What to work on →
• A. In the Criteo classification notebook, what delimiter is set when the CSV file is read?
• B. Continue the Criteo VowpalWabbit notebook from its final line.

Document segment →
==============================
Binary Classification with VowpalWabbit on Criteo Dataset
SparkML Vector input
Read dataset
import pyspark.sql.types as T
schema = T.StructType(
[
T.StructField("label", T.IntegerType(), True),
*[T.StructField("i" + str(i), T.IntegerType(), True) for i in range(1, 13)],
*[T.StructField("s" + str(i), T.StringType(), True) for i in range(26)],
]
)
df = (
spark.read.format("csv")
.option("header", False)
.option("delimiter", "\t")
.schema(schema)
.load("wasbs://publicwasb@mmlspark.blob.core.windows.net/criteo_day0_1k.csv.gz")
)
# print dataset basic info
print("records read: " + str(df.count()))
print("Schema: ")
df.printSchema()
display(df)
==============================
Stored data
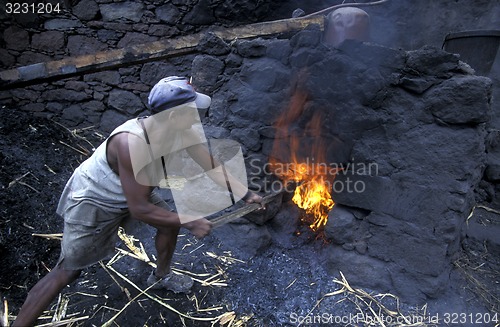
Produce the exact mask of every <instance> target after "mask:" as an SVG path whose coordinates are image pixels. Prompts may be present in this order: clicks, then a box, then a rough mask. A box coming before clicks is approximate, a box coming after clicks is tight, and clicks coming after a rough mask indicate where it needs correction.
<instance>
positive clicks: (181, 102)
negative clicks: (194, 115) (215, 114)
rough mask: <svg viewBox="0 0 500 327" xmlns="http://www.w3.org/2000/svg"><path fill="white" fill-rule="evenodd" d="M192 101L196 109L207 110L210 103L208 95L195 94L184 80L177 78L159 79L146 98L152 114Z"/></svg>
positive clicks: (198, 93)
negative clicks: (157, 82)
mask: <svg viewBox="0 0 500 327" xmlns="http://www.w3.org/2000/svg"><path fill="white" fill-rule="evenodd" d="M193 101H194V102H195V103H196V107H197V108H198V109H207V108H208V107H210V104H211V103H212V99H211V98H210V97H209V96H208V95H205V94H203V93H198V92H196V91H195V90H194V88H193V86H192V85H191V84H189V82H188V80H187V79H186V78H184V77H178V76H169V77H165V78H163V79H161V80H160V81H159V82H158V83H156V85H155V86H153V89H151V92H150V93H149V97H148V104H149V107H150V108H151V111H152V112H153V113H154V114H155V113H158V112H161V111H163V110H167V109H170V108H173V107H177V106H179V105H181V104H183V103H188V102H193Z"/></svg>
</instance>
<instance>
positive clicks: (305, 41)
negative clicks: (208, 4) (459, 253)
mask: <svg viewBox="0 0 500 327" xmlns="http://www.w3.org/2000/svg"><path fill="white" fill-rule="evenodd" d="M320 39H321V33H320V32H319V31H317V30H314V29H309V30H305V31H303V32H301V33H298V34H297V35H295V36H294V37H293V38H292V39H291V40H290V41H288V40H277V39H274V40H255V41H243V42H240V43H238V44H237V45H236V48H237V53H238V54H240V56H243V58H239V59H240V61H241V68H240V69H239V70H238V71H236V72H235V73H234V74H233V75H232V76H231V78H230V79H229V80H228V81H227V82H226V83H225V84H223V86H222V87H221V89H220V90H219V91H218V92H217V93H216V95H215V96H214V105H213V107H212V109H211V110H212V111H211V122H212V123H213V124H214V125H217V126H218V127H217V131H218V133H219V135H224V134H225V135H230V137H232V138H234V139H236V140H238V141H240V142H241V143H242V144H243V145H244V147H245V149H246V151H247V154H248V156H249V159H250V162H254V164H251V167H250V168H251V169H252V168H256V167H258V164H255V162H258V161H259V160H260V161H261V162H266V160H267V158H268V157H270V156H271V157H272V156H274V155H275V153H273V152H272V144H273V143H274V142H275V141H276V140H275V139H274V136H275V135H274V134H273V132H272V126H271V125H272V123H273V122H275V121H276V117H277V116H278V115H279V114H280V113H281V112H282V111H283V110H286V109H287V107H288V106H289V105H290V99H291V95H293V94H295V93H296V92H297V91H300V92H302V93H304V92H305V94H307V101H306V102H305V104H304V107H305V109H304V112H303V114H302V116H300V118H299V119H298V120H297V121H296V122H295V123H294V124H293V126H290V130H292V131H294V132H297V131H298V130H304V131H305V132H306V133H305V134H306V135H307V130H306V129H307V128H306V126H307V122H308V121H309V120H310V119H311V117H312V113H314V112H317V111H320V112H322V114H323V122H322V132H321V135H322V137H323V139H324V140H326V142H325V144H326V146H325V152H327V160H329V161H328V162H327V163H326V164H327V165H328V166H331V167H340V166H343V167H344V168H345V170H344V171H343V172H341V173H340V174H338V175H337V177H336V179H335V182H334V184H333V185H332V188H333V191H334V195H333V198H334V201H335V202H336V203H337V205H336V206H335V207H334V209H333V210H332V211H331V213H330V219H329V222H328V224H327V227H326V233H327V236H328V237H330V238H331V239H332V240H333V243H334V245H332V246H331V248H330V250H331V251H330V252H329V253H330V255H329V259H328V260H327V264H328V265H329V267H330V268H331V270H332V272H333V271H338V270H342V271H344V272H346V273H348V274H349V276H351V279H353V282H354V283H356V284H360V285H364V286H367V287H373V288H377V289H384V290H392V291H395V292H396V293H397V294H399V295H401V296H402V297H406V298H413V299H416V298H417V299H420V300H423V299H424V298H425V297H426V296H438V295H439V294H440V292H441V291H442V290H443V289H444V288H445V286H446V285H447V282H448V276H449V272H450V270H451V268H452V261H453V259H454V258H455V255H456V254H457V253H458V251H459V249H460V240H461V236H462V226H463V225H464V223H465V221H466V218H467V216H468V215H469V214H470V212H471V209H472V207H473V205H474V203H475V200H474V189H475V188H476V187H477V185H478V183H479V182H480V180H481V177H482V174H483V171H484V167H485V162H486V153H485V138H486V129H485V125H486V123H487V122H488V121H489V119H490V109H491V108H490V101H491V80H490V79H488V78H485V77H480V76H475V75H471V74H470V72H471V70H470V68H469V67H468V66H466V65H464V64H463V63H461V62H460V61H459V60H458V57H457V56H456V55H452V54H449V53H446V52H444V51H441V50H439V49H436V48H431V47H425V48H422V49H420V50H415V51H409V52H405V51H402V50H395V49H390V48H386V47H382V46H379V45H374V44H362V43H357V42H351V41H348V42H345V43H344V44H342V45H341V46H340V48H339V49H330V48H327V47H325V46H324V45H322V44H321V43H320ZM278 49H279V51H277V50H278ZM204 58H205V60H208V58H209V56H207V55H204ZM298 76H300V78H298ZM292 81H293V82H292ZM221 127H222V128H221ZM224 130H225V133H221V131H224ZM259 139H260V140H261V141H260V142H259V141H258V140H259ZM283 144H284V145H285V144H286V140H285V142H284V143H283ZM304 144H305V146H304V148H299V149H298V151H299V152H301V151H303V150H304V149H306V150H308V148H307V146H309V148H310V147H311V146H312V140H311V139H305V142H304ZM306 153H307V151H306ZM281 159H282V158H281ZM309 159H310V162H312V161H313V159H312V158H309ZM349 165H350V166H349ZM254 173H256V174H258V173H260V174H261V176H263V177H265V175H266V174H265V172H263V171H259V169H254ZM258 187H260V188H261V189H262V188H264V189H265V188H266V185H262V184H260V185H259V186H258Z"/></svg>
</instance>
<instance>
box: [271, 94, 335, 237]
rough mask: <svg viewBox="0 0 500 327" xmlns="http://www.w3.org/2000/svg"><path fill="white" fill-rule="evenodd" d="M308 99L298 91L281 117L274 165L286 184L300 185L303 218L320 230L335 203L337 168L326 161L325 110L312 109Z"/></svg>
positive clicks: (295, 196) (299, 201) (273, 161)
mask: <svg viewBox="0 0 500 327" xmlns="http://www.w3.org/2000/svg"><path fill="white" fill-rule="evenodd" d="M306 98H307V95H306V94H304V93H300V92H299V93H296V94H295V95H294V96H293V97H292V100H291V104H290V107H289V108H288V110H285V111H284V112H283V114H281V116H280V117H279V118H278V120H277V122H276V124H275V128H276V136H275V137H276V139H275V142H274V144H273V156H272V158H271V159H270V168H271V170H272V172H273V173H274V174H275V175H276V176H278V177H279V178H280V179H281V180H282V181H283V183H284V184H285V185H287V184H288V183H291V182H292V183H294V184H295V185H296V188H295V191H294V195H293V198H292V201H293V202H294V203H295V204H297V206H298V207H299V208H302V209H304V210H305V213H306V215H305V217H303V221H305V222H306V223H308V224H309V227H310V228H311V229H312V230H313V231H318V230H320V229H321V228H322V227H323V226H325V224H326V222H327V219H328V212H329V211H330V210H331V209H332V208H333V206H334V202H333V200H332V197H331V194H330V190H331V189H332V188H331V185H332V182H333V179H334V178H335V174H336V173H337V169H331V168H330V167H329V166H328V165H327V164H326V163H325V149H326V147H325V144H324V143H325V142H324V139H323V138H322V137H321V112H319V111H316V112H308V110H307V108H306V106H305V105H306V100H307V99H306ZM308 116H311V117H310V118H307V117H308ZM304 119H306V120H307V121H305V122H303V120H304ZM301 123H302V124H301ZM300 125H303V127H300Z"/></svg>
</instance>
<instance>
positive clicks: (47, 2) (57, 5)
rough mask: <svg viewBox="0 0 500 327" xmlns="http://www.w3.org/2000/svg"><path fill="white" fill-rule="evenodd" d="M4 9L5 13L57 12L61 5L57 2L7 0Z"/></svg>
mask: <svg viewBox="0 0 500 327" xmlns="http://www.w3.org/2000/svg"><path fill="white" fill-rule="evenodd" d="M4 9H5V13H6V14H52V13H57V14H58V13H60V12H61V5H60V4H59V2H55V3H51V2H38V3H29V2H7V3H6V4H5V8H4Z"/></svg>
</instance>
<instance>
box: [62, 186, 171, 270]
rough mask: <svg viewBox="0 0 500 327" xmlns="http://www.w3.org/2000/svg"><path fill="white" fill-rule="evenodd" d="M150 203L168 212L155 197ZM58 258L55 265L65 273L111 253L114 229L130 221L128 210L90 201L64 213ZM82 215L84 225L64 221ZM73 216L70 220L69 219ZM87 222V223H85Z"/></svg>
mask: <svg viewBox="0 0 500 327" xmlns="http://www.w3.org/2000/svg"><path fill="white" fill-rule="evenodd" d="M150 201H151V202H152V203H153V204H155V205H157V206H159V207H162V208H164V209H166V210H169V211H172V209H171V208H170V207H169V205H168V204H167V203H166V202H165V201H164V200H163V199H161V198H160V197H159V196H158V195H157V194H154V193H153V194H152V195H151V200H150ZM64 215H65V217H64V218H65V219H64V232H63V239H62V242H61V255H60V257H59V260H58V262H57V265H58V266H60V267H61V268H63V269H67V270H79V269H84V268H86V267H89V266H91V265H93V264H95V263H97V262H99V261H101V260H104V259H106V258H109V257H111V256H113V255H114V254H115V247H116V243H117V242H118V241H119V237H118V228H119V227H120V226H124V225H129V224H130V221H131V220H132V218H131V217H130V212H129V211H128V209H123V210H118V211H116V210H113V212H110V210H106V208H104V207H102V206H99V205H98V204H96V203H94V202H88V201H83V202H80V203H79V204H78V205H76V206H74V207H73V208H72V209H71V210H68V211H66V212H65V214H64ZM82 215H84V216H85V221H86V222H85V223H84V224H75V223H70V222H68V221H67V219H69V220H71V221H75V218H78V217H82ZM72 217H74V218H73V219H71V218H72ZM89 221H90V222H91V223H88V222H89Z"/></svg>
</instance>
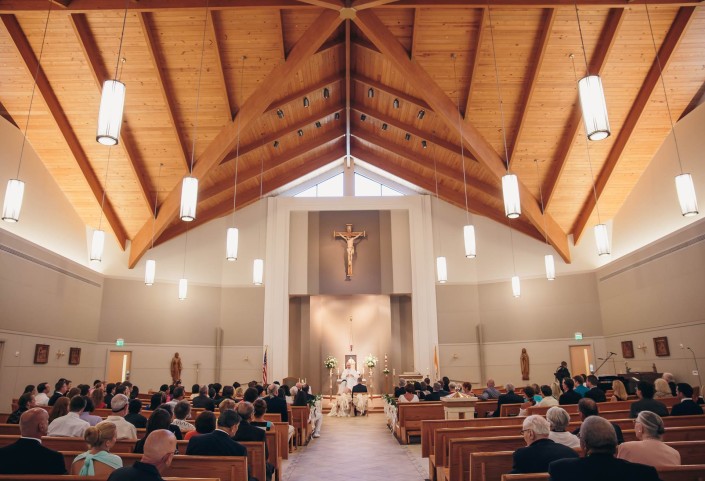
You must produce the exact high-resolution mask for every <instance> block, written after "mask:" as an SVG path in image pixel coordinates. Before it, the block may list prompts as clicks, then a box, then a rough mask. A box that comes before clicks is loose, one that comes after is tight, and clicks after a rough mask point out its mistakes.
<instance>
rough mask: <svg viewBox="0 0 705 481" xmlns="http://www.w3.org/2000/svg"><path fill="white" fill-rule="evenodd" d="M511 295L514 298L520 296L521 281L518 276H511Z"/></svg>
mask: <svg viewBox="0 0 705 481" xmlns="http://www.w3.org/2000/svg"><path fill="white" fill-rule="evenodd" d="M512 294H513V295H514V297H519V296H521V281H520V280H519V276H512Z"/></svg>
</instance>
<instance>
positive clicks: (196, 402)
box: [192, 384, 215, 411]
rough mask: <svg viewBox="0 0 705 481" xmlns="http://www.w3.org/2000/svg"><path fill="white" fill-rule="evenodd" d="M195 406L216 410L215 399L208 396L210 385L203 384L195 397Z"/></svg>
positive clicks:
==============================
Results for each task →
• A. A tab character ("\t").

• B.
Use VowpalWabbitFeaturizer to convert data features into vector
from synapse.ml.vw import VowpalWabbitFeaturizer
featurizer = VowpalWabbitFeaturizer(
inputCols=[
*["i" + str(i) for i in range(1, 13)],
*["s" + str(i) for i in range(26)],
],
outputCol="features",
)
df = featurizer.transform(df).select("label", "features")
Split the dataset into train and test
train, test = df.randomSplit([0.85, 0.15], seed=1)
Model Training
from synapse.ml.vw import VowpalWabbitClassifier
model = VowpalWabbitClassifier(
numPasses=20,
labelCol="label",
featuresCol="features",
passThroughArgs="--holdout_off --loss_function logistic",
).fit(train)
Model Prediction
predictions = model.transform(test)
display(predictions)
from synapse.ml.train import ComputeModelStatistics
metrics = ComputeModelStatistics(
evaluationMetric="classification", labelCol="label", scoredLabelsCol="prediction"
).transform(predictions)
display(metrics)